BEGIN PROVIDED PASSAGE

If the workplace is unionized, employees also need to make sure that their union contract doesn’t prevent an employer from making changes to the workplace policies without worker approval, Gournis added. She recalled that, prior to the passage of the Clean Air Act and similar regulations, employers who wanted to prohibit smoking at work were met with fierce opposition.

Illinois hasn’t introduced a statewide vaping ban, but Chicago already has vaping as part of its clean air ordinance, and therefore, companies are largely not treating it differently than smoking, Gournis said.

E-cigarette bans could likely take of two approaches: Either prevent those producing vaping products from marketing to children or penalize companies found to have manufactured products associated with vaping-related illnesses and deaths, said Bryna Dahlin, a partner at Benesch Law. Dahlin added such laws could address both issues if the language is broad enough.

Coverage and care

As regulators and researchers work to understand the causes behind the vaping-related lung injuries, personal-injury and health-care attorneys are waiting to see how insurance companies will handle the vaping crisis.

On the epidemic’s health-care side, Bilimoria said he is unaware of health insurance providers that have denied coverage of vaping-related illness claims, but it’s not possible for a health insurer to deny coverage on the basis of patients participating in an illegal act.

Meanwhile, Rubas said physicians could face a malpractice claim for misdiagnosing patients suffering from a vaping-related illness. It’s possible to mistake a vaping illness for another ailment, because doctors may not associate symptoms, such as nausea, with vaping, she said. Given that misdiagnosis is among the most common cause to file a malpractice claim, litigating such a claim is not only expensive but devastating to a doctor’s career, she said.

“If we go see a physician, we expect them to figure out what it is; it’s not always realistic,” Rubas said. “We want to avoid patient injury. I think a patient that goes to an emergency room or goes to visit their doctor and has these symptoms and gets sent home and ends up expiring, I think we will see claims [like this].”

There have been some lawsuits filed in state courts against manufacturers that produced THC-infused vaping products, but consumers who got sick from black market THC-infused vaping products may not have legal recourse, said Seth Goldberg, Duane Morris’ Philadelphia-based partner and group leader for its cannabis industry practice.

END PROVIDED PASSAGE
BEGIN LISTED RECORDS

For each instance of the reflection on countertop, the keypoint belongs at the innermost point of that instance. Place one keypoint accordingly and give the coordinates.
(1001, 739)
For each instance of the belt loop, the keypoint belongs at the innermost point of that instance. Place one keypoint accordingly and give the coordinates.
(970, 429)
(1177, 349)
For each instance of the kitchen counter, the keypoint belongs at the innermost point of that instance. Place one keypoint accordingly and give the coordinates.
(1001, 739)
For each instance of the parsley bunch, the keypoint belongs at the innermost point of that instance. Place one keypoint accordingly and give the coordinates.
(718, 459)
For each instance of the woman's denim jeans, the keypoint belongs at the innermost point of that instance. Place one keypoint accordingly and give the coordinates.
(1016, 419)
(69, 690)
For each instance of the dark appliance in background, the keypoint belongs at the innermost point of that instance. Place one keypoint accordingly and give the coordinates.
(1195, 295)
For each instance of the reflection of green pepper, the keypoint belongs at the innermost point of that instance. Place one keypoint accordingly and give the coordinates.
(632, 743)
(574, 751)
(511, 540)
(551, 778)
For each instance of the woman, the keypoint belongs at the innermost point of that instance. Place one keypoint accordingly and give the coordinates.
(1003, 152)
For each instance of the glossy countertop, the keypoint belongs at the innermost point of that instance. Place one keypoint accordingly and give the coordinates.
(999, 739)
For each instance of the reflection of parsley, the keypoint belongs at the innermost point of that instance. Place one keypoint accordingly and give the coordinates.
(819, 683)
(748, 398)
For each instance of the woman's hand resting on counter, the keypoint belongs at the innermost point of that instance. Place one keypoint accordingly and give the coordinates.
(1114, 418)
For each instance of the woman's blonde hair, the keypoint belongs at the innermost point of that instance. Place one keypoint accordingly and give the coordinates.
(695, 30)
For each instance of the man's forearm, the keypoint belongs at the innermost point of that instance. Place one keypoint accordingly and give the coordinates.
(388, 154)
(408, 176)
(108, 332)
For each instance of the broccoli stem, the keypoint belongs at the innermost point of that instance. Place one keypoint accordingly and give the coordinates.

END LISTED RECORDS

EXERCISE REQUIREMENTS:
(a) Based on the vaping article, is each statement true? (i) Chicago has vaping as part of its clean air ordinance. (ii) Illinois has introduced a statewide vaping ban. (iii) Bilimoria knows of health insurance providers that have denied coverage of vaping-related illness claims. Answer yes or no for each, and quote the deciding words.
(b) Reproduce the part of the vaping article that begins with the words "E-cigarette bans could" and ends after the words "the vaping crisis.".
(c) Carry on the vaping article from the point where it stops.

ANSWER LIST:
(a)
(i) Yes: "Chicago already has vaping as part of its clean air ordinance"
(ii) No: "Illinois hasn’t introduced a statewide vaping ban"
(iii) No: "Bilimoria said he is unaware of health insurance providers that have denied coverage of vaping-related illness claims"

(b)
E-cigarette bans could likely take of two approaches: Either prevent those producing vaping products from marketing to children or penalize companies found to have manufactured products associated with vaping-related illnesses and deaths, said Bryna Dahlin, a partner at Benesch Law. Dahlin added such laws could address both issues if the language is broad enough.

Coverage and care

As regulators and researchers work to understand the causes behind the vaping-related lung injuries, personal-injury and health-care attorneys are waiting to see how insurance companies will handle the vaping crisis.

(c)
So far, state-compliant THC vaping manufacturers do not appear to be using substances that are contributing to the injuries making headlines, he said.

“Regulating the product is better than having it be relegated to the black market where there are no controls,” Goldberg said. “The people who are buying it from state-controlled cultivators, processors and dispensaries are not having the problem.”

If any legally operating cannabis companies are found liable for lung illnesses and deaths, covering the costs could be even more expensive if they’re uninsured, attorneys told Chicago Lawyer.

Both Dahlin and Goldberg said insurance companies have charged high premiums for coverage or been reluctant to cover cannabis companies at all, because the substance remains illegal from federal law enforcement. In fact, Goldberg said insurance providers may rely on any available exceptions that would allow them to reject a claim on the basis of cannabis being illegal on the federal level.

Given the challenge of finding liability insurance, cannabis companies that work with third-party ingredients, hardware or other supplies should incorporate an indemnification clause into their contracts to safeguard against legal fees stemming from product malfunctions or consumer harm, Dahlin said. As a matter of best practice, they also should pay close attention to their product ingredients and hardware, she said.

“Another argument for why these products should be legal and highly, highly regulated [is that] we do have a highly regulated system here in Illinois and manufacturers in general pay close attention to the ingredients that they’re using,” Dahlin said. “It’s important for everybody involved in the industry to know and understand what exactly is it in all of your products, so that you can make sure they’re [as] safe as possible.”